* begin *

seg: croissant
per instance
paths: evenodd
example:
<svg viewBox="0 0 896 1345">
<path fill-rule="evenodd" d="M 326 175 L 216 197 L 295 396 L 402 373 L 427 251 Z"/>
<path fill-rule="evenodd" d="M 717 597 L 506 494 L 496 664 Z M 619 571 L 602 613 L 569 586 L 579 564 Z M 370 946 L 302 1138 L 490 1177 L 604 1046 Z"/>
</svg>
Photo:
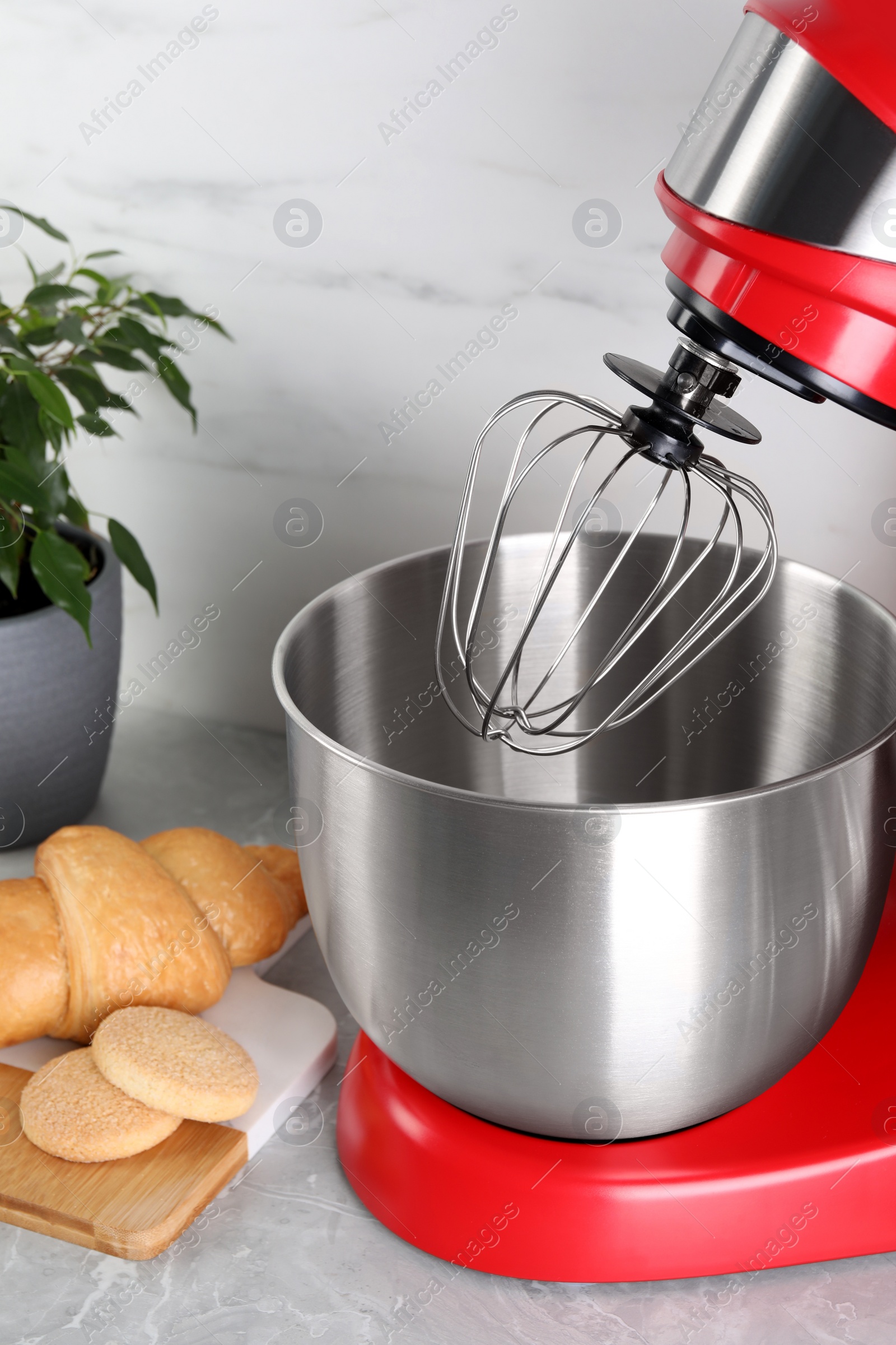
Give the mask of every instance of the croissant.
<svg viewBox="0 0 896 1345">
<path fill-rule="evenodd" d="M 201 909 L 150 853 L 167 851 L 168 835 L 184 872 L 184 837 L 201 849 L 208 872 L 187 874 Z M 40 1036 L 87 1042 L 107 1013 L 132 1003 L 201 1013 L 232 964 L 275 952 L 304 913 L 298 861 L 281 846 L 243 849 L 192 827 L 149 841 L 63 827 L 38 847 L 34 878 L 0 882 L 0 1046 Z"/>
<path fill-rule="evenodd" d="M 277 952 L 308 911 L 294 850 L 240 846 L 207 827 L 159 831 L 141 845 L 208 915 L 235 967 Z"/>
</svg>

* end *

Convert the records above into a Markdown table with an "Index" column numbering each row and an "Entry" column holding one line per row, skipping blank lines. Leave the pictures out of the table.

| Index | Entry |
|---|---|
| 1 | seg: croissant |
| 2 | per instance |
| 3 | paths: evenodd |
| 4 | example: |
| 5 | <svg viewBox="0 0 896 1345"> |
| 6 | <path fill-rule="evenodd" d="M 326 175 L 216 197 L 295 396 L 402 373 L 427 251 Z"/> |
| 7 | <path fill-rule="evenodd" d="M 717 597 L 506 494 L 496 664 Z M 619 571 L 602 613 L 569 586 L 579 564 Z M 370 946 L 302 1138 L 490 1177 L 604 1046 Z"/> |
| 8 | </svg> |
| 9 | Photo: |
| 10 | Give the mask of every instance of the croissant. |
| 11 | <svg viewBox="0 0 896 1345"> |
| 12 | <path fill-rule="evenodd" d="M 201 909 L 150 853 L 167 851 L 168 835 L 184 872 L 184 837 L 201 849 L 208 872 L 187 874 Z M 40 1036 L 87 1042 L 107 1013 L 132 1003 L 201 1013 L 232 964 L 275 952 L 304 913 L 298 861 L 281 846 L 243 849 L 192 827 L 149 841 L 63 827 L 38 847 L 34 878 L 0 882 L 0 1046 Z"/> |
| 13 | <path fill-rule="evenodd" d="M 277 952 L 308 911 L 294 850 L 240 846 L 207 827 L 159 831 L 141 845 L 208 915 L 235 967 Z"/> |
| 14 | </svg> |